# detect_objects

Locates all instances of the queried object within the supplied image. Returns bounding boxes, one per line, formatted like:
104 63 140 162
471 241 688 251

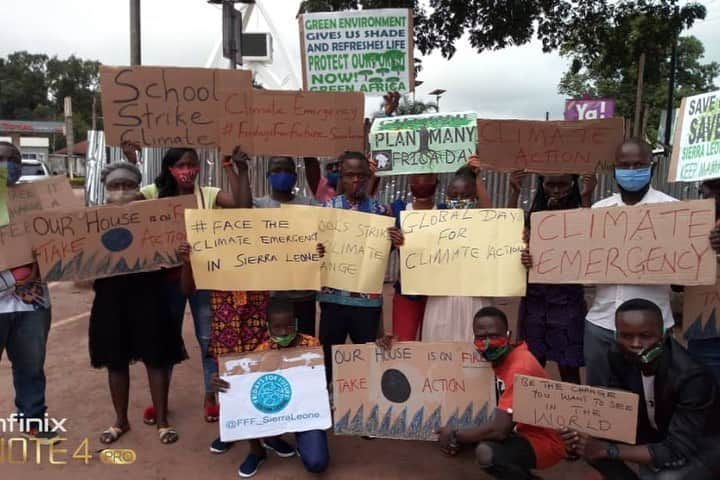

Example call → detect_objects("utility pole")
130 0 142 65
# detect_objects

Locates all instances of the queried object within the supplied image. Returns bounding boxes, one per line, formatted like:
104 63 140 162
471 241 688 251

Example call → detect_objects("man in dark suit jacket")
561 299 720 480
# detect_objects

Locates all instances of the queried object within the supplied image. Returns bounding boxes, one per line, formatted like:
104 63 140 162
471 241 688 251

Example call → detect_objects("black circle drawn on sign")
380 368 410 403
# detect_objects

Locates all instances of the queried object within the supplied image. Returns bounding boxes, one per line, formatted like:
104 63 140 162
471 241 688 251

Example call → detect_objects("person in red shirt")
438 307 565 480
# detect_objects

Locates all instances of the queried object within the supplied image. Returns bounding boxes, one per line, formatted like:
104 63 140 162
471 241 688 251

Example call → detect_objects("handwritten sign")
477 118 625 174
332 342 496 440
564 98 615 120
185 208 320 290
370 113 477 176
680 270 720 342
513 375 639 443
0 177 83 270
299 8 415 95
400 209 527 297
219 347 332 442
529 200 716 285
668 90 720 182
100 66 364 156
30 195 196 281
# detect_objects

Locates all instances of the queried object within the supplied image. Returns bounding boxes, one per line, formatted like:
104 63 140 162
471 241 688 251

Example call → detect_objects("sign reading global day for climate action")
528 200 716 285
0 177 83 270
219 347 332 442
299 9 415 95
400 209 527 297
100 66 365 156
668 90 720 182
332 342 496 440
370 113 477 176
513 375 639 443
30 195 196 281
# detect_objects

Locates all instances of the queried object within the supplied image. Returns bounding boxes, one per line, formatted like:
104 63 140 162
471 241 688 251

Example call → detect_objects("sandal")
100 425 130 445
158 427 180 445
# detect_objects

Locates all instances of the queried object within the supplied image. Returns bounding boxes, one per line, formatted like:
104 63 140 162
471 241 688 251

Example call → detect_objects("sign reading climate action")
668 90 720 182
299 9 415 95
370 113 477 176
400 209 527 297
524 200 716 285
219 347 332 442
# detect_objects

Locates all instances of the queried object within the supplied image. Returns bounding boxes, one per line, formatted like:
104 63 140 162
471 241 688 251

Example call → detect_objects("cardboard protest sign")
370 113 477 176
298 8 415 95
30 195 196 281
528 200 716 285
680 270 720 342
513 375 639 443
400 209 527 297
668 90 720 182
563 98 615 120
0 177 83 270
100 66 365 156
185 208 321 291
477 118 625 174
219 347 332 442
333 341 496 440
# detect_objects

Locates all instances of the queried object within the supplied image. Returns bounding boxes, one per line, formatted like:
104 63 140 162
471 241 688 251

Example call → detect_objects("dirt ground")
0 283 589 480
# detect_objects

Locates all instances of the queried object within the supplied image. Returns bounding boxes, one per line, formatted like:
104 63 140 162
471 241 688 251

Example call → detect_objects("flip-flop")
100 425 130 445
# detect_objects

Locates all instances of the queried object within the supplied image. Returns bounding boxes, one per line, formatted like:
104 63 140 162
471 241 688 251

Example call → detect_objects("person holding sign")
0 142 57 444
508 172 597 384
212 298 330 478
438 307 565 480
88 162 187 445
122 142 252 424
562 298 720 480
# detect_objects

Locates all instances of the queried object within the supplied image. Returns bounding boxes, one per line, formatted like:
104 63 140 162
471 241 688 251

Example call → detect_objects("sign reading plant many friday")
219 347 332 442
668 90 720 182
370 112 477 176
299 8 415 95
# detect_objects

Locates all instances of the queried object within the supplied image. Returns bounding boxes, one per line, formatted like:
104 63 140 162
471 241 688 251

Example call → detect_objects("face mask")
325 172 340 188
475 336 510 362
170 167 200 185
410 184 435 198
268 172 297 192
615 167 652 192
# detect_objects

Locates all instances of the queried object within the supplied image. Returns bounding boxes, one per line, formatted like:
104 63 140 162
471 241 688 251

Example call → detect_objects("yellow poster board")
400 208 527 297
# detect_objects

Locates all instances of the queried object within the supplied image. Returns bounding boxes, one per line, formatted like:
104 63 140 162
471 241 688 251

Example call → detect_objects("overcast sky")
0 0 720 119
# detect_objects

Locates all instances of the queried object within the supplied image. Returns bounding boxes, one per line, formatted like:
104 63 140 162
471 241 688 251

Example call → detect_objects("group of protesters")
0 91 720 480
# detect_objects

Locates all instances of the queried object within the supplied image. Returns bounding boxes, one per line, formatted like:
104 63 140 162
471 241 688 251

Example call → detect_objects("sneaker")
238 453 265 478
261 437 295 458
210 437 232 453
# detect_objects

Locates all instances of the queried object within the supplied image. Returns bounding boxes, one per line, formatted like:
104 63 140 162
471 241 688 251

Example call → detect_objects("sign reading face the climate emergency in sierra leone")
299 8 415 95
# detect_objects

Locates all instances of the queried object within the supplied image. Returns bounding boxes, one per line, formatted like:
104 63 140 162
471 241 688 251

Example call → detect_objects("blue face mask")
615 167 652 192
268 172 297 193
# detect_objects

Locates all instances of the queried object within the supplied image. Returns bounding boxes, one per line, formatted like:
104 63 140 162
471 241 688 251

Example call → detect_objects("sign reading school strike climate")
400 209 527 297
513 375 639 443
30 195 196 281
528 200 716 285
0 177 83 270
668 90 720 182
370 113 477 176
477 118 625 174
299 9 415 95
332 341 496 440
100 66 365 156
219 347 332 442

#### [TASK PROMPT]
Reproduce all the rows above with each "Example call" switched to "Sample call" and everything else unchanged. Leave the pictures out.

#### [RESPONSE TO THIS TASK]
# detect_objects

Locates all instances of the queried object within the supplied image. Returns bounding boxes, one per line, formatted like:
104 63 140 162
471 241 688 251


Sample call → detect_objects("utility pole")
130 0 142 65
# detect_objects

Locates all instances of the queried object within the supplied image. Returns bounding boxes, one per line, formatted like:
104 63 140 162
471 241 688 251

Sample call → detect_objects("man in dark suit jacket")
561 299 720 480
# detect_objects

Locates all instances of the queried object within the supplied image. Returns bounding boxes, one per line, formatted like:
104 63 140 162
471 241 688 251

Sample call → detect_objects("black circle drawn on sign")
380 368 410 403
# detect_objects

Locates all instances of the queried object within the supplied image. Returns bounding boxes, one per line, formatted like:
104 63 140 162
471 241 688 251

Sample call → detect_objects("person in red shirt")
438 307 565 480
# detect_objects

Locates all instances of the queried object within the supplied image. Returns bounding boxes, one per line, formatted like:
104 63 140 162
471 241 688 251

Sample call → detect_objects("handwritten sign")
477 118 625 174
332 342 496 440
564 98 615 120
185 208 320 290
370 113 477 176
680 270 720 342
513 375 639 443
0 177 83 270
299 8 415 95
400 209 527 297
219 347 332 442
529 200 716 285
668 90 720 182
100 66 364 156
30 195 196 281
# detect_objects

Locates all instances of the queried object within the supplied image. Returns bounding boxes, one per line, formatted like:
104 63 140 162
471 241 688 251

Sample call → detect_objects("sign reading global day for climate action")
528 200 716 285
0 177 83 270
219 347 332 442
299 9 415 95
400 209 527 297
100 66 365 156
668 90 720 182
332 342 496 440
370 113 477 176
513 375 639 443
30 195 196 281
# detect_objects

Locates all instances of the queried object within the supplied image. Returns bounding boxes, one per line, formatted like:
104 63 140 162
471 241 688 251

Sample call → detect_objects("sandal")
100 425 130 445
158 427 180 445
# detect_objects

Locates all instances of the queried object within the supplied image. Returns bounding boxes, one per line, formatted like:
104 63 140 162
471 241 688 251

Sample call → detect_objects("sign reading climate action")
668 90 720 182
299 9 415 95
370 113 477 176
400 209 527 297
524 200 716 285
219 347 332 442
# detect_objects

Locates all instances of the queried object within the supplied image. Returns bounding boxes, one per line, formatted like:
104 63 140 162
471 241 688 251

Sample call → detect_objects("cardboard protest sign")
370 113 477 176
298 8 415 95
30 195 196 281
528 200 716 285
680 270 720 342
513 375 639 443
400 209 527 297
668 90 720 182
563 98 615 120
0 177 83 270
100 66 365 156
185 208 321 291
477 118 625 174
219 347 332 442
333 341 496 440
# detect_objects

Locates all instances of the queried object within the supplied image. Returns bounding boxes, one per line, formatted like:
104 63 140 162
471 241 688 251

Sample call → detect_objects("dirt ground")
0 283 589 480
# detect_objects

Locates all instances of the queried object within the supplied image. Returns bounding boxes, one per line, formatted like:
104 63 140 162
471 241 688 251

Sample call → detect_objects("flip-flop")
100 425 130 445
# detect_objects

Locates all instances of the queried object within the supplied image. Returns bounding boxes, one per line, formatted like:
104 63 140 162
471 241 688 251

Sample call → detect_objects("person holding sign")
0 142 57 444
508 172 597 384
212 298 330 478
438 307 565 480
88 162 187 445
122 142 252 424
562 298 720 480
# detect_objects

Locates all instances of the queried object within the supplied image. Returns bounding boxes, one per line, formatted like:
104 63 140 162
471 241 688 251

Sample call → detect_objects("sign reading plant many friday")
219 347 332 442
668 90 720 182
370 112 477 176
299 8 415 95
# detect_objects

Locates all instances of the queried object within the supplied image. Returns bounding boxes, one per line, formatted like:
104 63 140 162
471 241 688 251

Sample call → detect_objects("face mask")
325 172 340 188
475 336 510 362
170 167 200 185
410 184 435 198
268 172 297 192
615 167 652 192
# detect_objects

Locates all instances of the queried object within the supplied image. Returns bounding boxes, one per line, formatted like:
104 63 140 162
471 241 688 251

Sample call → detect_objects("yellow poster board")
400 208 527 297
# detect_objects

Locates all instances of the queried object within the supplied image. Returns bounding boxes, one per line, formatted like:
104 63 140 162
471 241 688 251

Sample call → detect_objects("overcast sky")
0 0 720 119
# detect_objects

Locates all instances of the queried object within the supplied image. Returns bounding boxes, one per line, formatted like:
104 63 140 162
471 241 688 251

Sample call → detect_objects("group of protesters")
0 91 720 480
# detect_objects

Locates all instances of the queried object within the supplied image. Returns bounding boxes, one per line, formatted like:
104 63 140 162
471 241 688 251

Sample call → detect_objects("sneaker")
238 453 265 478
261 437 295 458
210 437 232 453
# detect_objects

Locates all instances of the queried object within the supplied image. Returns bounding boxes, one per line, formatted like:
104 63 140 162
471 241 688 251

Sample call → detect_objects("sign reading face the climate emergency in sierra leone")
299 8 415 95
# detect_objects

Locates all instances of the queried object within the supplied image. Returns bounding boxes, one per line, formatted like:
104 63 140 162
471 241 688 251

Sample call → detect_objects("blue face mask")
615 167 652 192
268 172 297 193
# detect_objects

Locates all instances of the queried object within the supplied image. Returns bounding boxes, one per line, formatted like:
104 63 140 162
471 241 688 251

Sample call → detect_objects("sign reading school strike climate")
400 209 527 297
513 375 639 443
30 195 196 281
528 200 716 285
0 177 83 270
668 90 720 182
370 113 477 176
477 118 625 174
299 9 415 95
332 341 496 440
100 66 365 156
219 347 332 442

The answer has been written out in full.